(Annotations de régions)
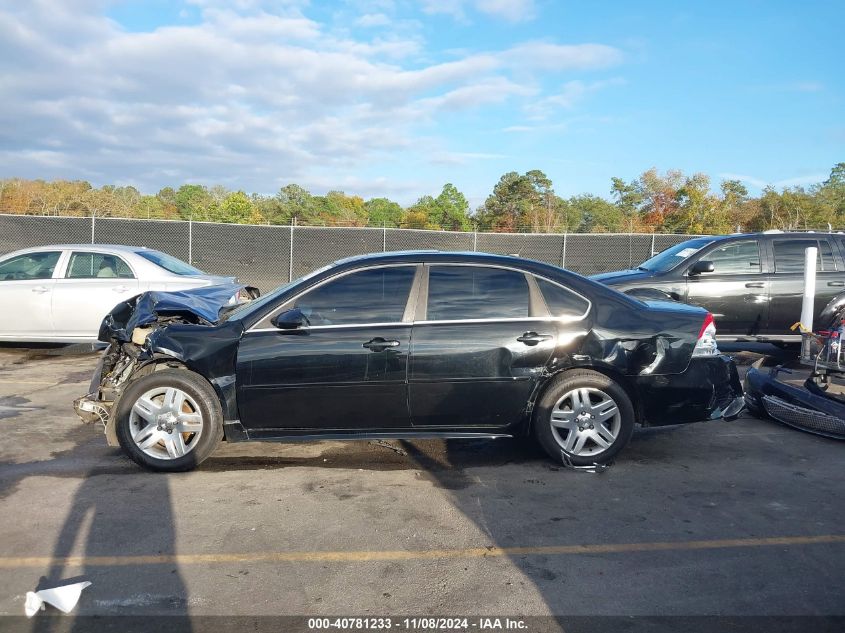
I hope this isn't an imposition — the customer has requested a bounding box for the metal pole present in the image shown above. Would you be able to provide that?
[288,216,296,281]
[801,246,819,332]
[560,229,567,268]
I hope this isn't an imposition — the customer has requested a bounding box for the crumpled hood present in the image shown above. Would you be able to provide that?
[590,270,654,286]
[98,284,249,343]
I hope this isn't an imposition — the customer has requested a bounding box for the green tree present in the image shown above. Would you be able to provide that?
[364,198,402,226]
[477,169,554,231]
[218,191,261,224]
[568,194,626,233]
[173,185,214,220]
[428,183,471,231]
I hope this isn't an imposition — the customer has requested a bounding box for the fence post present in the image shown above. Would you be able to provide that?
[288,216,296,281]
[560,229,567,268]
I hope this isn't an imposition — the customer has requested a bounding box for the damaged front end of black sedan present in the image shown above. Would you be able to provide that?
[73,284,260,446]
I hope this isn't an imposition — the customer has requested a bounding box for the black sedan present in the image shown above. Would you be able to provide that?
[75,251,742,471]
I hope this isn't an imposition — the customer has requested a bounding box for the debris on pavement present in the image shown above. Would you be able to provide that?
[24,580,91,618]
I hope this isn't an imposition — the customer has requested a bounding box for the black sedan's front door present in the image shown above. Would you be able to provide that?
[409,265,557,429]
[237,265,416,436]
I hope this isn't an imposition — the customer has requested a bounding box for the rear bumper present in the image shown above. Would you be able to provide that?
[635,356,744,426]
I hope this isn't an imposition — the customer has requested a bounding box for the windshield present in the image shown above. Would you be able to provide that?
[637,237,714,273]
[135,250,205,275]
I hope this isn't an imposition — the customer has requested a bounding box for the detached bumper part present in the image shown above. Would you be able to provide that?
[745,367,845,440]
[73,394,109,424]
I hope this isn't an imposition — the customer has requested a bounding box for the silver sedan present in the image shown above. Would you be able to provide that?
[0,244,242,343]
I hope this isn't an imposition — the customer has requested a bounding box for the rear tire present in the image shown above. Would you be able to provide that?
[533,369,634,466]
[114,369,223,472]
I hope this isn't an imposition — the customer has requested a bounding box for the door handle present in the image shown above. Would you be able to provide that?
[362,336,399,352]
[516,332,552,345]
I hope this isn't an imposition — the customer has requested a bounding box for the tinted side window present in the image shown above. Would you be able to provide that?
[65,253,135,279]
[0,251,61,281]
[291,266,416,325]
[772,239,836,273]
[701,240,761,275]
[537,278,590,317]
[427,266,528,321]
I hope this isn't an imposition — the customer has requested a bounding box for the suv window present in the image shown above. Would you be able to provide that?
[536,277,590,317]
[0,251,61,281]
[426,266,529,321]
[290,266,416,325]
[65,252,135,279]
[701,240,761,275]
[772,239,836,273]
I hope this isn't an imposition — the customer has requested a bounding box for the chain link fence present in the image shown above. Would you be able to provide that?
[0,215,693,292]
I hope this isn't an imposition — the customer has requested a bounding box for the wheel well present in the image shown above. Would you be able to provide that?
[527,366,643,432]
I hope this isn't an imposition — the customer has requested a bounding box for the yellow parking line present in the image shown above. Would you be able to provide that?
[0,534,845,569]
[0,380,58,385]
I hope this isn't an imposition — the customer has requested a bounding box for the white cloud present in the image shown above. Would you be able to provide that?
[0,0,622,193]
[524,77,625,120]
[422,0,536,22]
[355,13,390,28]
[502,42,623,71]
[475,0,534,22]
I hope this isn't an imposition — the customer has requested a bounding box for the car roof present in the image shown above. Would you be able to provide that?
[6,243,152,253]
[704,229,845,241]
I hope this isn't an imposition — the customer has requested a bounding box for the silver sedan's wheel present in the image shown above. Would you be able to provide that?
[129,387,203,459]
[550,387,622,457]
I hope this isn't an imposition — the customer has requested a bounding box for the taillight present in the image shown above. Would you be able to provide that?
[692,312,719,356]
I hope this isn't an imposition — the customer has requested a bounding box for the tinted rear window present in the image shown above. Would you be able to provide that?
[427,266,528,321]
[537,278,590,317]
[772,239,836,273]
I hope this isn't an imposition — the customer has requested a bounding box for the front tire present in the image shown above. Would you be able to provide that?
[114,369,223,472]
[533,369,634,466]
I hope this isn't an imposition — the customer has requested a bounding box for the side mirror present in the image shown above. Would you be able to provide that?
[270,308,311,330]
[690,259,716,275]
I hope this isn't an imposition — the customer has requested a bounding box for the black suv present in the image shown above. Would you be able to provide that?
[592,231,845,343]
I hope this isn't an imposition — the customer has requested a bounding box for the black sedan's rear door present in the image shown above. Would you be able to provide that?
[237,264,417,437]
[409,264,557,428]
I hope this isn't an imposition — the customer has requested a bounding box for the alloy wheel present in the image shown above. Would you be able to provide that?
[550,387,622,457]
[129,387,203,459]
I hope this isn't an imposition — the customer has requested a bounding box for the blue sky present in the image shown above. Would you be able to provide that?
[0,0,845,204]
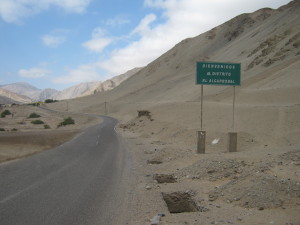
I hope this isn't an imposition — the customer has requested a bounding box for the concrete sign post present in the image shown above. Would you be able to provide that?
[196,62,241,153]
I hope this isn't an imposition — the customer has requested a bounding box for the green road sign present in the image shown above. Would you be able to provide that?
[196,62,241,86]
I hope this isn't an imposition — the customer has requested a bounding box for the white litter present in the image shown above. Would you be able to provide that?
[211,138,220,145]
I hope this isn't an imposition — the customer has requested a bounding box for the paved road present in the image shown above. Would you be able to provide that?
[0,117,131,225]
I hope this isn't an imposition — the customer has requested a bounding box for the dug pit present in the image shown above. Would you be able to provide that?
[153,174,177,184]
[162,192,200,213]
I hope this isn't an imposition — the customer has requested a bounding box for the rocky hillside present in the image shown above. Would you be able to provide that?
[0,88,31,104]
[86,1,300,105]
[0,68,141,103]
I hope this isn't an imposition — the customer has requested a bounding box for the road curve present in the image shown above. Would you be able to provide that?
[0,117,131,225]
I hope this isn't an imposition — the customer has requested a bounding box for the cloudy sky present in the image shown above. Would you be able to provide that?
[0,0,289,90]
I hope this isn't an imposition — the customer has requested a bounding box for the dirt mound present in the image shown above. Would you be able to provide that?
[209,173,300,210]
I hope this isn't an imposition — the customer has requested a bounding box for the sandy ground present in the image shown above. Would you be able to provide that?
[0,105,100,162]
[119,102,300,225]
[0,1,300,225]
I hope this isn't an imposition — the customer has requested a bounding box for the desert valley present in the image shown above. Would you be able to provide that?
[0,0,300,225]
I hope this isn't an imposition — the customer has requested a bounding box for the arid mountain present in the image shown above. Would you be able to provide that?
[82,68,142,96]
[0,88,32,104]
[79,0,300,106]
[0,68,141,103]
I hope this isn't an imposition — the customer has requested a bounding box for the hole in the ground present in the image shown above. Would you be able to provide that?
[162,192,200,213]
[147,159,162,164]
[153,174,177,184]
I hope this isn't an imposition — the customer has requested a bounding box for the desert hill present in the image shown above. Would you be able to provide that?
[27,0,300,225]
[0,88,31,104]
[0,68,141,103]
[61,1,300,112]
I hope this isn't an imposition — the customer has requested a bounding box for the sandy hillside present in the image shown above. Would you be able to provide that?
[44,1,300,225]
[2,1,300,225]
[0,105,99,162]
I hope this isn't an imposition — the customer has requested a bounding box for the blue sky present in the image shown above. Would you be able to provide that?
[0,0,289,90]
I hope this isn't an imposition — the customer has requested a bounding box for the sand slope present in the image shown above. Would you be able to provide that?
[2,0,300,224]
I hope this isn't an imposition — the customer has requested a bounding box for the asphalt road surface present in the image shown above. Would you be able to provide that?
[0,117,131,225]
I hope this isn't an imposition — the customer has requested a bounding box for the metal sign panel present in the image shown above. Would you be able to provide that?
[196,62,241,86]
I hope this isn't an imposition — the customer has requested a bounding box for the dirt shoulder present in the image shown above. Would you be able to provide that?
[119,107,300,225]
[0,105,100,163]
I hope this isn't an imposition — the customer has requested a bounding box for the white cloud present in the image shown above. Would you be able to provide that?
[0,0,92,23]
[104,15,130,27]
[100,0,288,75]
[53,64,100,84]
[18,67,51,78]
[42,34,66,48]
[82,27,113,53]
[83,38,112,53]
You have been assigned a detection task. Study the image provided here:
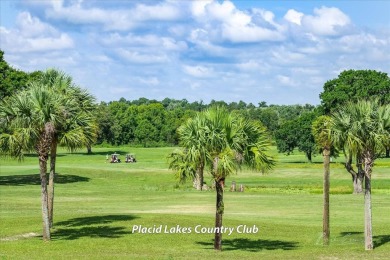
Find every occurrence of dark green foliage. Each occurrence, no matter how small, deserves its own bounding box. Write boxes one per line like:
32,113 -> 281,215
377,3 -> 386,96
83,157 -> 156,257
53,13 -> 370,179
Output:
320,70 -> 390,114
275,111 -> 316,161
0,50 -> 41,100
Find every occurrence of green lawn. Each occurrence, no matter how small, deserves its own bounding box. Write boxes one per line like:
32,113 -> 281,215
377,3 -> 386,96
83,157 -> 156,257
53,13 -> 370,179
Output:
0,147 -> 390,259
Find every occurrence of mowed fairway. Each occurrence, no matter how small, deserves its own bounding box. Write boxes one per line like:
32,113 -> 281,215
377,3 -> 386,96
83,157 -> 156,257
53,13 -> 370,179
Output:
0,147 -> 390,259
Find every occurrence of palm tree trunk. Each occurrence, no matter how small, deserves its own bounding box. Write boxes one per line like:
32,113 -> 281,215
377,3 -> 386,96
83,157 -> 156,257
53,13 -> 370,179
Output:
194,164 -> 204,190
353,156 -> 364,194
39,155 -> 50,241
306,151 -> 312,162
364,151 -> 374,250
214,179 -> 225,250
322,148 -> 330,245
48,140 -> 57,228
344,155 -> 364,194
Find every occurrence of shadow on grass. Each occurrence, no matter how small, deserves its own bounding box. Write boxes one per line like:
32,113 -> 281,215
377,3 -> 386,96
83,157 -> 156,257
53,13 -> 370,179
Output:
0,173 -> 90,186
340,232 -> 390,247
196,238 -> 298,252
52,215 -> 137,240
71,150 -> 131,158
55,215 -> 137,227
373,235 -> 390,247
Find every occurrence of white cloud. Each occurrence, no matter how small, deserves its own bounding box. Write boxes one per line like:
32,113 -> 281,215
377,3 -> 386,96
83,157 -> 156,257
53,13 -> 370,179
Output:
302,6 -> 351,36
116,48 -> 169,64
183,65 -> 214,78
42,1 -> 182,31
138,77 -> 160,86
284,9 -> 303,25
0,12 -> 74,52
276,75 -> 297,87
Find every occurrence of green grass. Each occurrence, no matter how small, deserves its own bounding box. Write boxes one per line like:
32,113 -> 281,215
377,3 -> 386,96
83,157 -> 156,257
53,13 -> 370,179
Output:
0,147 -> 390,259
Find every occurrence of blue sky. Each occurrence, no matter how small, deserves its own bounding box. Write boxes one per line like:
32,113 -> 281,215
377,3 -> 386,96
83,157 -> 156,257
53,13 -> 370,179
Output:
0,0 -> 390,105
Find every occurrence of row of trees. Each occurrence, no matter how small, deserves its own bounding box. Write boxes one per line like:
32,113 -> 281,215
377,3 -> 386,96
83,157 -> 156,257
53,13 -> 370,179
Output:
0,48 -> 390,249
97,98 -> 315,147
312,98 -> 390,250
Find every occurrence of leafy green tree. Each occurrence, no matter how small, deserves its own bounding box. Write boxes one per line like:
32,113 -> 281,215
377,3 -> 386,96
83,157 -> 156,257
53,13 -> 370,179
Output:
320,70 -> 390,158
320,70 -> 390,114
0,50 -> 41,100
173,107 -> 274,250
331,100 -> 390,250
312,116 -> 332,245
35,69 -> 97,226
275,112 -> 316,162
0,84 -> 66,240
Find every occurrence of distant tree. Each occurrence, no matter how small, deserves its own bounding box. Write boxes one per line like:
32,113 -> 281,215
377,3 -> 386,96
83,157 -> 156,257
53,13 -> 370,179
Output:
331,100 -> 390,250
275,112 -> 316,162
0,50 -> 40,100
320,70 -> 390,114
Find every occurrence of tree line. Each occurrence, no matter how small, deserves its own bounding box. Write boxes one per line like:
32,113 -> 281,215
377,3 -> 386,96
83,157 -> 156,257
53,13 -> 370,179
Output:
0,51 -> 390,249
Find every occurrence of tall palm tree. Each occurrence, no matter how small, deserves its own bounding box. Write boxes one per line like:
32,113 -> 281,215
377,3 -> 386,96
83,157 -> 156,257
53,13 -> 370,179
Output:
331,100 -> 390,250
174,107 -> 274,250
36,69 -> 97,227
0,83 -> 63,240
312,116 -> 332,245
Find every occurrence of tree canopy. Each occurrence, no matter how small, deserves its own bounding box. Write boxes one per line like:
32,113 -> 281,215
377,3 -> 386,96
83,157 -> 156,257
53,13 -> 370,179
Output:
320,70 -> 390,114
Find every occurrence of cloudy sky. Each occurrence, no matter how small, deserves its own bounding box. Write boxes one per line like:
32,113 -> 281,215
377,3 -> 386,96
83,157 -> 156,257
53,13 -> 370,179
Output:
0,0 -> 390,105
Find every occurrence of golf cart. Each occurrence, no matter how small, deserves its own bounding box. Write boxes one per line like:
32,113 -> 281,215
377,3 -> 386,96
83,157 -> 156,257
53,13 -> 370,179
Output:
110,153 -> 121,163
126,153 -> 137,163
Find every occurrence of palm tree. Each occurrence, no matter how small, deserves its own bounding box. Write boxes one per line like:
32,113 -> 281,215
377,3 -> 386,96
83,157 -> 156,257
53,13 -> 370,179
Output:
37,69 -> 97,227
331,100 -> 390,250
0,83 -> 63,240
172,107 -> 274,250
312,116 -> 332,245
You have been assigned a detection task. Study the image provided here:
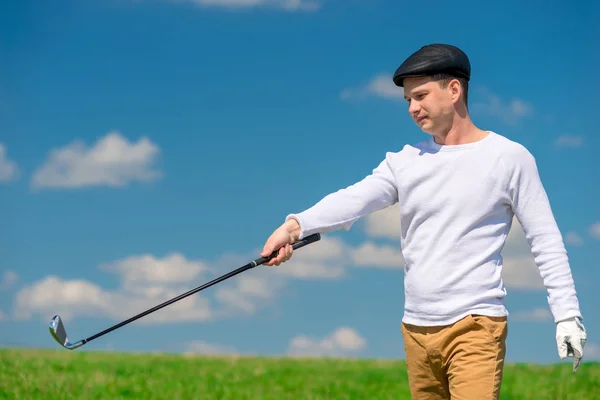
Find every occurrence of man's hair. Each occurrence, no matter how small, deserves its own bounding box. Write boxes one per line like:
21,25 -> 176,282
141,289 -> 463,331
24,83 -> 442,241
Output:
432,73 -> 469,108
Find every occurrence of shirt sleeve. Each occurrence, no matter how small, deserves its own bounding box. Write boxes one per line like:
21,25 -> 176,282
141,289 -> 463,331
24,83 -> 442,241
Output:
285,157 -> 398,239
509,148 -> 582,322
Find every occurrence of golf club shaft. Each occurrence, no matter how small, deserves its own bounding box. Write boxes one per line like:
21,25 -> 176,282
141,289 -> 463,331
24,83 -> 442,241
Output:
82,233 -> 321,344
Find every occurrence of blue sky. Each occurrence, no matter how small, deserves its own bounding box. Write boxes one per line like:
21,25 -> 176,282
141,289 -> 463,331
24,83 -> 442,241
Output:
0,0 -> 600,363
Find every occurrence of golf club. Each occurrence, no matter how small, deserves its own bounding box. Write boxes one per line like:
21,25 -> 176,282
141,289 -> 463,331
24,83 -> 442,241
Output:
49,233 -> 321,350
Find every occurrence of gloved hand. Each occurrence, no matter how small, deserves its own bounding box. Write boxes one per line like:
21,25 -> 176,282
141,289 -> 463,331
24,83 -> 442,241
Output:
556,317 -> 587,372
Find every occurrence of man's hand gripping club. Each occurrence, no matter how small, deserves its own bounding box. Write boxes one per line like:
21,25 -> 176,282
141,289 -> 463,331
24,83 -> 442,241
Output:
260,219 -> 300,266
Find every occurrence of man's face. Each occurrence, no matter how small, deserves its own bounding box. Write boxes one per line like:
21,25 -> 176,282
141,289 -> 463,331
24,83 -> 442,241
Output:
404,77 -> 456,135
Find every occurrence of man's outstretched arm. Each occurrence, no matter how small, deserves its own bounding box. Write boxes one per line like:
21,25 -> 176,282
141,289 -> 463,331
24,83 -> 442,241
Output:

_Votre tâche:_ Recopiez à l'identique les lignes ci-dessus, en partant de celle qui contient « the desert valley » et en allant jusqu'à celle qui contient « [2,0,300,224] », ces deux lignes comprises.

_Réponse:_
I hope this isn't an imposition — the customer has requested a bounding box for the desert valley present in the image shown above. Would you be able to provide that?
[0,0,300,225]
I hope this isn't an imposition — the customer has requested a bounding box for the arid mountain present in the image shown above. Would you be able to provide that?
[82,68,142,96]
[0,88,32,104]
[79,0,300,106]
[0,68,141,103]
I hope this isn't an imposition — the customer has requested a bounding box for the hole in the ground present in the image shown above. Would you be able to provide that?
[162,192,200,213]
[147,159,162,164]
[153,174,177,184]
I hope this isn't an imposition — the customer has requested a bounding box for the desert hill present in the image shown above. Would you be able to provide that?
[27,0,300,225]
[0,88,31,104]
[0,68,141,103]
[61,1,300,112]
I hope this isn't an imposition — the customer has requested a bounding box for the sandy hillside present in the image shown above. Would you be able to provide that?
[44,1,300,225]
[2,1,300,225]
[0,105,99,162]
I hope this isn't an imposition — the customer has requested a bounding box for the blue sky present in the image shown above. Would you be able to provide that?
[0,0,289,90]
I hope this isn't an imposition — the customer has requested a bounding box for the sand slope present in the image shown above. Would you be able to provide that?
[2,0,300,224]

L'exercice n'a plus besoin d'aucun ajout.